GIVEN REQUEST: Copy only this range: the line with "ceiling in this photo, one line per instance." through the final line of the material, inclusive at both ends.

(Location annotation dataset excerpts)
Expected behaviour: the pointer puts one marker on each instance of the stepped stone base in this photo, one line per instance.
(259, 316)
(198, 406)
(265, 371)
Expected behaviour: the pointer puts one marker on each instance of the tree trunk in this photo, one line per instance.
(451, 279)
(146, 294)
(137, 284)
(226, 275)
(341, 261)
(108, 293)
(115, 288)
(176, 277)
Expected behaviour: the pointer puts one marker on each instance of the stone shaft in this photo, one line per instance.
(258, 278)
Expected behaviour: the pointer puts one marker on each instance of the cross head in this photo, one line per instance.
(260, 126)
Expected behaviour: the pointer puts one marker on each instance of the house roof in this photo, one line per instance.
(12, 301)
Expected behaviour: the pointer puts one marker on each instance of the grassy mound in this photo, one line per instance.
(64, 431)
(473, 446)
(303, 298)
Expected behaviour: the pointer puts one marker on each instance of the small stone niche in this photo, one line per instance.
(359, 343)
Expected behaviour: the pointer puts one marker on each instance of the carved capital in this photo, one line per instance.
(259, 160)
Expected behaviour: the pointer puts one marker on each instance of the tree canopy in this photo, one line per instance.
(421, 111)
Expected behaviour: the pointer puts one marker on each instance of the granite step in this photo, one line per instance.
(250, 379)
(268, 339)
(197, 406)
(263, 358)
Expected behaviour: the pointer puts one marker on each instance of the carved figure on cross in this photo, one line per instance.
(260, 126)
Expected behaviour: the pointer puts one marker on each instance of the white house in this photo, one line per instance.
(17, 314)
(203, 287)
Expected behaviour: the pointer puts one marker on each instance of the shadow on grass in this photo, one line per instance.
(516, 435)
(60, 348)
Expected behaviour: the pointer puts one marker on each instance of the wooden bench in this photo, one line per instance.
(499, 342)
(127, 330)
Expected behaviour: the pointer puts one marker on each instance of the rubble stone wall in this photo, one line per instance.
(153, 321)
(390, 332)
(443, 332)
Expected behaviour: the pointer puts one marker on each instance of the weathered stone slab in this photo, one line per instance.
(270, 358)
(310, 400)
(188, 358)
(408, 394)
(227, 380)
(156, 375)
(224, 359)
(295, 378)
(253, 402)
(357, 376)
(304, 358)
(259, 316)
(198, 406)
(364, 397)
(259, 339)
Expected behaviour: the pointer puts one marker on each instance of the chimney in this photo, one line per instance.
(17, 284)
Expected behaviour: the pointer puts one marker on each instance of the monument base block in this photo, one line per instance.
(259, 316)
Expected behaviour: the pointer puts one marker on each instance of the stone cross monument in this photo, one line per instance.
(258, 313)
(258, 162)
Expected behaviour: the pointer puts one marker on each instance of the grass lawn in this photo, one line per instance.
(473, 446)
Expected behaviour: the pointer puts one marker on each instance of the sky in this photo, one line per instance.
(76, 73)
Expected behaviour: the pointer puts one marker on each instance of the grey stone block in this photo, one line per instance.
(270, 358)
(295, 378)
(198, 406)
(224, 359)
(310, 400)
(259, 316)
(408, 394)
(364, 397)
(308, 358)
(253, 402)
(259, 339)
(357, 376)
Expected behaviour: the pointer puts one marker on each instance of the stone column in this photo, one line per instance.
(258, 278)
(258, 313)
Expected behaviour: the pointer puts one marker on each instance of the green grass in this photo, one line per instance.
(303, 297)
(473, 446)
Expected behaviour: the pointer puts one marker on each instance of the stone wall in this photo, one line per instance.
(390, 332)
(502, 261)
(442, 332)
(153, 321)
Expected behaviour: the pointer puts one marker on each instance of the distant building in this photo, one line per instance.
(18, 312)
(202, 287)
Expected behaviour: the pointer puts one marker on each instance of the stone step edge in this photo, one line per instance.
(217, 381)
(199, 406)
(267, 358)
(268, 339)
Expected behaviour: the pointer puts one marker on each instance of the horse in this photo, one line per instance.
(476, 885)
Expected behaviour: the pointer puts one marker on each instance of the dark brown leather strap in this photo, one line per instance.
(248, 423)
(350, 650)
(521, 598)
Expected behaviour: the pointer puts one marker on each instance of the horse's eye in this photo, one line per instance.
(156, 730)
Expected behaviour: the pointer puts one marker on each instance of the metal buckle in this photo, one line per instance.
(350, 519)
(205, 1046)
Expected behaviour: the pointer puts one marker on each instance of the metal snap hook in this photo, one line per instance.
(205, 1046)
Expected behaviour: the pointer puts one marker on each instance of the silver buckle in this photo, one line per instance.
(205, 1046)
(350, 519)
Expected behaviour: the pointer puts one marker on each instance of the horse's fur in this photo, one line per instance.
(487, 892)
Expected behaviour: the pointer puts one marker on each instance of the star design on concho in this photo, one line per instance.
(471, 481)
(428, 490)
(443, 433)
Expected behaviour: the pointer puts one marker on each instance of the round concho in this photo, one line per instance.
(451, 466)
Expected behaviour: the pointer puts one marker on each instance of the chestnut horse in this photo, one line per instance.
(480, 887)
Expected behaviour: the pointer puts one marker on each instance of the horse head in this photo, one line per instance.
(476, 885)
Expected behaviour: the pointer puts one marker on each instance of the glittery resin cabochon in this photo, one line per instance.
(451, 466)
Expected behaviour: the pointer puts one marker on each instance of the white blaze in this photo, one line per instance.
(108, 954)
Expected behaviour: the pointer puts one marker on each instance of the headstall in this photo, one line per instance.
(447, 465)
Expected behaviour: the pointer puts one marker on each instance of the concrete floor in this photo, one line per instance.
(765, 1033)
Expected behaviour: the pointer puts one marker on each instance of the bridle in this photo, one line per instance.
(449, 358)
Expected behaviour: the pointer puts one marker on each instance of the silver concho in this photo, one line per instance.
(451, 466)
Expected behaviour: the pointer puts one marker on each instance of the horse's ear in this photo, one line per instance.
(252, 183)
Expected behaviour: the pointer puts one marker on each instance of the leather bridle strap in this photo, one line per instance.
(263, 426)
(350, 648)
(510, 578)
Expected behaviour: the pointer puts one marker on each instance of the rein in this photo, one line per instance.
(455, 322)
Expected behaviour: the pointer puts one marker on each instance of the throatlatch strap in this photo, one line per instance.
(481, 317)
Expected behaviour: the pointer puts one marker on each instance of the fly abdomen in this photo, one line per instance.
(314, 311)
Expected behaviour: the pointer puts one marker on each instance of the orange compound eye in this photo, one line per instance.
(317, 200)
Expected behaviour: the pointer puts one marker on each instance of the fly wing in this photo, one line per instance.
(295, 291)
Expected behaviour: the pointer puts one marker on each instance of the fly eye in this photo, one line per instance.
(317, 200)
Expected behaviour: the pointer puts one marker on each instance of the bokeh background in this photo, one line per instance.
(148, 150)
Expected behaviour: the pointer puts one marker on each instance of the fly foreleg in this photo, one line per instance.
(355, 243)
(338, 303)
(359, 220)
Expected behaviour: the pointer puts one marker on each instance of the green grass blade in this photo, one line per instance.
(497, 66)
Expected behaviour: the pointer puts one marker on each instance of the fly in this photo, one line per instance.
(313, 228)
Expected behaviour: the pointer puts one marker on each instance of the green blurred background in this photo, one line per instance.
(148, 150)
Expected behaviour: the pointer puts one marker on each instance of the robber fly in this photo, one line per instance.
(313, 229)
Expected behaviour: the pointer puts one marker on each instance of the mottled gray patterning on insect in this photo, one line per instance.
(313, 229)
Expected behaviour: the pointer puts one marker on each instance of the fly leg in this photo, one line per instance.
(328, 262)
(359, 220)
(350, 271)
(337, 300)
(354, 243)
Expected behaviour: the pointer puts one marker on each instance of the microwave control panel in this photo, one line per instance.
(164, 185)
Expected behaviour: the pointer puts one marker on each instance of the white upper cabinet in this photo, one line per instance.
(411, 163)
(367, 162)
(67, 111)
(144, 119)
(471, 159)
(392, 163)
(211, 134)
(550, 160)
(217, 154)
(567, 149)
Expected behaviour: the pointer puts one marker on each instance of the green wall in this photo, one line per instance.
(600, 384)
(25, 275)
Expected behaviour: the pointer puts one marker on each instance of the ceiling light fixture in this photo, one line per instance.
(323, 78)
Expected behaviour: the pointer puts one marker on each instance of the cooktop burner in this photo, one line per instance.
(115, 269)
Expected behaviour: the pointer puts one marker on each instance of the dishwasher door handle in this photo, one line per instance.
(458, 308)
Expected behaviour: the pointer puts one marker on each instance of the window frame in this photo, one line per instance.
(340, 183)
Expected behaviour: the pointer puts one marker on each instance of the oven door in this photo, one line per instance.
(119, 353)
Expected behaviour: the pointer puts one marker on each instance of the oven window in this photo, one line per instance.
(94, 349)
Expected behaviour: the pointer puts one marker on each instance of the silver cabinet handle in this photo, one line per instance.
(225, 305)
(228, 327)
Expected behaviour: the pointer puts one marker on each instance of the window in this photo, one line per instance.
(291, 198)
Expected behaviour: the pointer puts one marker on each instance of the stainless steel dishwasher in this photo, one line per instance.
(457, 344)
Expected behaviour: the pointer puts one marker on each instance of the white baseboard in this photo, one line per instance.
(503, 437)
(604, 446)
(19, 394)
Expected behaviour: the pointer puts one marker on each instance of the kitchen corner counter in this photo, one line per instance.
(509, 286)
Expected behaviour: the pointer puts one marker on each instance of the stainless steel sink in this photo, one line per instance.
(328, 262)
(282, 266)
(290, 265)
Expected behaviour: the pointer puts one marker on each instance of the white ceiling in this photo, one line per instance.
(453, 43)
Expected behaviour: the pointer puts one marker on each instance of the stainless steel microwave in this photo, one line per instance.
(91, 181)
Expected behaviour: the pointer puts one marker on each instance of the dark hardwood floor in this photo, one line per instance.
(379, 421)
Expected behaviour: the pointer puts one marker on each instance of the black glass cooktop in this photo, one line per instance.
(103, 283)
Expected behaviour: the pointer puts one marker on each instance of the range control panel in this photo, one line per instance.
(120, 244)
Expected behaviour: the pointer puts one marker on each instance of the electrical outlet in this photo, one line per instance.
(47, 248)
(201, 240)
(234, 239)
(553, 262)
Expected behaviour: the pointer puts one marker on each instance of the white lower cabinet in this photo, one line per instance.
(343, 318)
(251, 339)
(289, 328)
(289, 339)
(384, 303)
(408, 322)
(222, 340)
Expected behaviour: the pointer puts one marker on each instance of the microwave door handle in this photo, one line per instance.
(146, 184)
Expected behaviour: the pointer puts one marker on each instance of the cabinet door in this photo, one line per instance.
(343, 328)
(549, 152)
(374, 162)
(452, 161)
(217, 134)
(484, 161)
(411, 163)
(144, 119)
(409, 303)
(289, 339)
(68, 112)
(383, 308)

SOLUTION TO THIS EXERCISE:
Expected behaviour: the pointer puts one marker on each instance of the white ceiling in this photo, one line per instance.
(453, 43)
Expected behaviour: the pointer puts one marker on each instance of the stainless steel microwave in this photo, one line per instance.
(91, 181)
Expected behaviour: the pointer puts one marker on each instance of the dark hardwood floor in this photo, one line per instance.
(379, 421)
Expected behaviour: the pointer puts one marker on each instance of the black glass cooktop in this photo, one line per instance.
(103, 283)
Expected behaviour: the pointer puts one marker on each instance of the range control panel in this photo, one line per instance.
(120, 244)
Expected behaviour: the pointer puts one marker on each instance of the electrical outlet in this photo, one line per instance.
(47, 248)
(201, 240)
(234, 239)
(553, 262)
Expected behaviour: the pointer puts one marker on each instance of the white lower cabinet in this photo, one line per instance.
(343, 318)
(251, 339)
(289, 328)
(289, 339)
(384, 303)
(408, 322)
(222, 340)
Expected behaviour: the pointer puts one marker on each instance of the microwave door handle in this photo, one line per instance.
(146, 184)
Expected behaviour: the pointer puts one marker on each instance of the cabinet door in this photo, one line per instance.
(343, 328)
(549, 152)
(374, 162)
(452, 161)
(217, 134)
(484, 161)
(411, 163)
(144, 119)
(409, 303)
(289, 339)
(68, 112)
(383, 308)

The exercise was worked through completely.